* **REQUIRED ACTION 1**
Answer these questions from the passage on PCBA failure rate analysis below:
(a) In FMEA, what formula gives the Risk Priority Number?
(b) Into which categories does the Fishbone Diagram sort potential causes?
(c) Which failure rate prediction model does the passage name as an example?
* **REQUIRED ACTION 2**
From the passage on PCBA failure rate analysis below, output the text starting at "PCBA failure rate analysis is" and ending at "and applicable scenarios.", with no changes.

* **QUOTED PASSAGE**
##############################
PCBA failure rate analysis is a systematic process used to identify the root causes of PCBA failures, quantify the failure rate, and propose improvement measures to reduce failures and improve reliability. The failure rate of PCBA refers to the number of failures per unit time during the service life of the product, which is a key indicator of PCBA reliability. Effective failure rate analysis can help manufacturers optimize the design, material selection, and assembly process of PCBA, reduce production costs, and improve customer satisfaction. There are several commonly used methods for PCBA failure rate analysis, each with its own characteristics and applicable scenarios.

One of the most widely used methods is the Failure Mode and Effects Analysis (FMEA). FMEA is a proactive analysis method that identifies potential failure modes of PCBA components, solder joints, and assembly processes, evaluates the severity of the failure (S), the occurrence probability (O), and the detectability (D), and calculates the Risk Priority Number (RPN) = S × O × D. Based on the RPN value, high-risk failure modes are prioritized for improvement. FMEA can be carried out in the design stage (Design FMEA) and the production stage (Process FMEA), helping to prevent failures before they occur. For example, in Process FMEA, potential failure modes such as solder bridging, cold solder joints, and component misalignment can be identified, and corresponding process improvements can be made to reduce their occurrence.

Another important method is the Root Cause Analysis (RCA), which is used to identify the fundamental cause of a known failure. RCA involves collecting failure data, analyzing the failure phenomenon, and tracing back the chain of events that led to the failure. Common RCA techniques include the 5-Why Analysis, Fishbone Diagram (Ishikawa Diagram), and Fault Tree Analysis (FTA). The 5-Why Analysis involves asking "why" five times to dig deep into the root cause of the failure, rather than just addressing the surface symptoms. The Fishbone Diagram categorizes potential causes into people, process, material, equipment, environment, and measurement, helping to systematically identify all possible factors contributing to the failure. FTA, on the other hand, uses a logical diagram to represent the relationship between the top event (failure) and the bottom events (causes), quantifying the probability of the top event occurring and identifying the critical causes. In addition, statistical analysis methods, such as reliability test data analysis and failure rate prediction models (e.g., MIL-HDBK-217F), are also used to calculate and predict the PCBA failure rate based on test data and historical data.
##############################
* **RAW DATA**
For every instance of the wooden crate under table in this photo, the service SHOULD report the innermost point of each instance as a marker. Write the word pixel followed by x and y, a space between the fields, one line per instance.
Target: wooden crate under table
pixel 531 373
##############################
* **ANSWER AREA 1**
(a) RPN = S × O × D
(b) People, process, material, equipment, environment, and measurement
(c) MIL-HDBK-217F

* **ANSWER AREA 2**
PCBA failure rate analysis is a systematic process used to identify the root causes of PCBA failures, quantify the failure rate, and propose improvement measures to reduce failures and improve reliability. The failure rate of PCBA refers to the number of failures per unit time during the service life of the product, which is a key indicator of PCBA reliability. Effective failure rate analysis can help manufacturers optimize the design, material selection, and assembly process of PCBA, reduce production costs, and improve customer satisfaction. There are several commonly used methods for PCBA failure rate analysis, each with its own characteristics and applicable scenarios.